**TASK TO COMPLETE:** Rewrite all of the items below as a Markdown table with two columns, Row and Line, giving each line its own numbered row and leaving out blank lines.

───── DATA RECORDS

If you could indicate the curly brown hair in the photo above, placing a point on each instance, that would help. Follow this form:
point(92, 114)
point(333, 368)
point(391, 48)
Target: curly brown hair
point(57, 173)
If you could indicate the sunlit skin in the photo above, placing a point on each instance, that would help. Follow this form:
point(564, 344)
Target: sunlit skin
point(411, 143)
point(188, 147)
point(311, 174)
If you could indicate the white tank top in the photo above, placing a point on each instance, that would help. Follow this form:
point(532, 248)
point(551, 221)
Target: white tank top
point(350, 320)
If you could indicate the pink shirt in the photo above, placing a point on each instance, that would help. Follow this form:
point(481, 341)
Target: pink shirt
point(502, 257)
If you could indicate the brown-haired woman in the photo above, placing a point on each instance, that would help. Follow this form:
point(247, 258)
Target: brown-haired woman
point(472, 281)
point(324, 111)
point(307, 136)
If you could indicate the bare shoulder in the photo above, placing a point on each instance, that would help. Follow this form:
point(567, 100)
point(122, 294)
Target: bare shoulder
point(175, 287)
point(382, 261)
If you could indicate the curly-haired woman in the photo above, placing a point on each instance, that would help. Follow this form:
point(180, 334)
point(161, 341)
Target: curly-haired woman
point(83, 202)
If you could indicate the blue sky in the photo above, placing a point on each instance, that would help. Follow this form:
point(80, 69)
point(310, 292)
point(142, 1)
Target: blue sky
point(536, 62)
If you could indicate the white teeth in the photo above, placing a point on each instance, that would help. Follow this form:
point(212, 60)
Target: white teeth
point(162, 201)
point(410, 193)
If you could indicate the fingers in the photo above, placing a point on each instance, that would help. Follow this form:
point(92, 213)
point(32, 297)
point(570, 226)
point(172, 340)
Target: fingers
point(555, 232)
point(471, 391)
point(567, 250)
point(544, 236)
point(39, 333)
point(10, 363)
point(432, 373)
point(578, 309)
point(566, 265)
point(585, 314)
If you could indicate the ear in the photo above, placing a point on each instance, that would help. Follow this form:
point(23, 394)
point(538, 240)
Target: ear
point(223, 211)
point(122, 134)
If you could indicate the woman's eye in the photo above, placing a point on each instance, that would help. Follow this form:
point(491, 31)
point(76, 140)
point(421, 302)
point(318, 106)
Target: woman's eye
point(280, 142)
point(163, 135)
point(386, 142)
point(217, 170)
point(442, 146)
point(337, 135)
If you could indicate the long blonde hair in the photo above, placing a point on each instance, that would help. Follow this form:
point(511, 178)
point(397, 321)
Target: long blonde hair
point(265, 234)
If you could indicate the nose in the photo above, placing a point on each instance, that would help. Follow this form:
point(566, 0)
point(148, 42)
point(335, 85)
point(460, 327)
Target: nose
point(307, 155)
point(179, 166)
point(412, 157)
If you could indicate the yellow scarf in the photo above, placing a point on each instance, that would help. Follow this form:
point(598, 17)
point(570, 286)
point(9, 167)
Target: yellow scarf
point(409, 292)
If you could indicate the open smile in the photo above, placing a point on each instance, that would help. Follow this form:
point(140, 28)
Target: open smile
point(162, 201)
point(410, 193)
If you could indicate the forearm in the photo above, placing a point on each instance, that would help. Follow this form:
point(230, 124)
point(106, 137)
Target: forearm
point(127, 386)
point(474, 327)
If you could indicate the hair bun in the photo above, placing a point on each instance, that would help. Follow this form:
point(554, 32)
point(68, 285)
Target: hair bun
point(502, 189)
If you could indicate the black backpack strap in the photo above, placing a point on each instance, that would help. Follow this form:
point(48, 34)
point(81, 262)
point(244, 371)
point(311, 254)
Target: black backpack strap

──────────

**SOLUTION TO THE PROBLEM:**
| Row | Line |
|---|---|
| 1 | If you could indicate the curly brown hair in the photo above, placing a point on each instance, that would help. Follow this form: |
| 2 | point(92, 114) |
| 3 | point(333, 368) |
| 4 | point(391, 48) |
| 5 | Target: curly brown hair |
| 6 | point(57, 173) |
| 7 | If you could indicate the sunlit skin in the photo above, placing a point on each instance, that would help. Follow this form: |
| 8 | point(564, 344) |
| 9 | Target: sunlit skin |
| 10 | point(411, 143) |
| 11 | point(188, 147) |
| 12 | point(311, 174) |
| 13 | If you could indicate the white tank top in the photo above, placing a point on each instance, that would help. Follow this form: |
| 14 | point(532, 248) |
| 15 | point(551, 221) |
| 16 | Target: white tank top |
| 17 | point(350, 320) |
| 18 | If you could indicate the pink shirt in the photo above, placing a point on each instance, that would help. Follow this form: |
| 19 | point(481, 341) |
| 20 | Target: pink shirt |
| 21 | point(502, 257) |
| 22 | If you could indicate the brown-haired woman in the photo above, placing a point on each instance, that would help. Follow this form: |
| 23 | point(247, 258) |
| 24 | Target: brown-haired woman |
| 25 | point(472, 281) |
| 26 | point(324, 111) |
| 27 | point(307, 136) |
| 28 | If you could indicate the bare shoulder in the photo above, placing a point on each instance, that would help. Follow this form: |
| 29 | point(567, 100) |
| 30 | point(122, 294) |
| 31 | Target: bare shoulder |
| 32 | point(175, 287) |
| 33 | point(382, 261) |
| 34 | If you could indicate the curly-haired woman in the photo above, placing a point on each instance, that would help. Follow this form: |
| 35 | point(180, 334) |
| 36 | point(161, 341) |
| 37 | Target: curly-haired woman |
| 38 | point(83, 202) |
| 39 | If you could indicate the blue sky in the photo above, placing a point on each instance, that would help. Follow this form: |
| 40 | point(80, 69) |
| 41 | point(310, 292) |
| 42 | point(142, 1) |
| 43 | Target: blue sky |
| 44 | point(536, 62) |
| 45 | If you could indicate the white teeth in the photo above, placing a point on each instance, that would help. Follow this form: |
| 46 | point(212, 60) |
| 47 | Target: white teeth |
| 48 | point(162, 201) |
| 49 | point(410, 193) |
| 50 | If you could indicate the fingers in the photo above, placing a point on each instance, that would help. Follow this form: |
| 51 | point(92, 213) |
| 52 | point(32, 297) |
| 53 | point(570, 226) |
| 54 | point(172, 340) |
| 55 | Target: fingers |
| 56 | point(555, 232) |
| 57 | point(471, 391) |
| 58 | point(567, 250) |
| 59 | point(544, 236) |
| 60 | point(39, 333) |
| 61 | point(10, 363) |
| 62 | point(432, 373) |
| 63 | point(578, 309) |
| 64 | point(566, 265) |
| 65 | point(585, 314) |
| 66 | If you could indicate the ear in the photo above, placing a point on each instance, that would help. Follow this form: |
| 67 | point(23, 394) |
| 68 | point(538, 240) |
| 69 | Target: ear |
| 70 | point(223, 211) |
| 71 | point(122, 134) |
| 72 | If you could indicate the woman's eye in the photo above, placing a point on each instance, that would help. Follow this form: |
| 73 | point(491, 31) |
| 74 | point(76, 140) |
| 75 | point(421, 302) |
| 76 | point(318, 106) |
| 77 | Target: woman's eye |
| 78 | point(280, 142) |
| 79 | point(163, 135) |
| 80 | point(386, 142) |
| 81 | point(217, 170) |
| 82 | point(442, 146) |
| 83 | point(337, 135) |
| 84 | If you could indicate the long blonde hair in the photo above, placing a point on each instance, that would help. Follow this form: |
| 85 | point(511, 178) |
| 86 | point(397, 321) |
| 87 | Target: long blonde hair |
| 88 | point(265, 234) |
| 89 | If you could indicate the nose in the photo above, placing a point on each instance, that would help. Follow this form: |
| 90 | point(566, 0) |
| 91 | point(148, 42) |
| 92 | point(335, 85) |
| 93 | point(460, 327) |
| 94 | Target: nose |
| 95 | point(307, 155) |
| 96 | point(179, 166) |
| 97 | point(412, 157) |
| 98 | If you could indicate the yellow scarf in the photo above, placing a point on each instance, that would help. Follow this form: |
| 99 | point(598, 17) |
| 100 | point(570, 286) |
| 101 | point(9, 167) |
| 102 | Target: yellow scarf |
| 103 | point(409, 292) |
| 104 | If you could indicate the open smile in the photo above, placing a point on each instance, that would help. Follow this form: |
| 105 | point(140, 28) |
| 106 | Target: open smile |
| 107 | point(162, 201) |
| 108 | point(410, 193) |
| 109 | If you could indicate the forearm in the photo above, placing a point on each instance, that would help. Follow this form: |
| 110 | point(230, 124) |
| 111 | point(106, 137) |
| 112 | Target: forearm |
| 113 | point(127, 386) |
| 114 | point(474, 327) |
| 115 | If you could indicate the hair bun in the photo above, placing a point on each instance, that would help. Follow this form: |
| 116 | point(554, 32) |
| 117 | point(68, 285) |
| 118 | Target: hair bun |
| 119 | point(502, 189) |
| 120 | If you could indicate the black backpack strap in the photo above, placing a point on each instance, that would help. Follow this form: |
| 121 | point(48, 34) |
| 122 | point(81, 262) |
| 123 | point(244, 371) |
| 124 | point(311, 254) |
| 125 | Target: black backpack strap |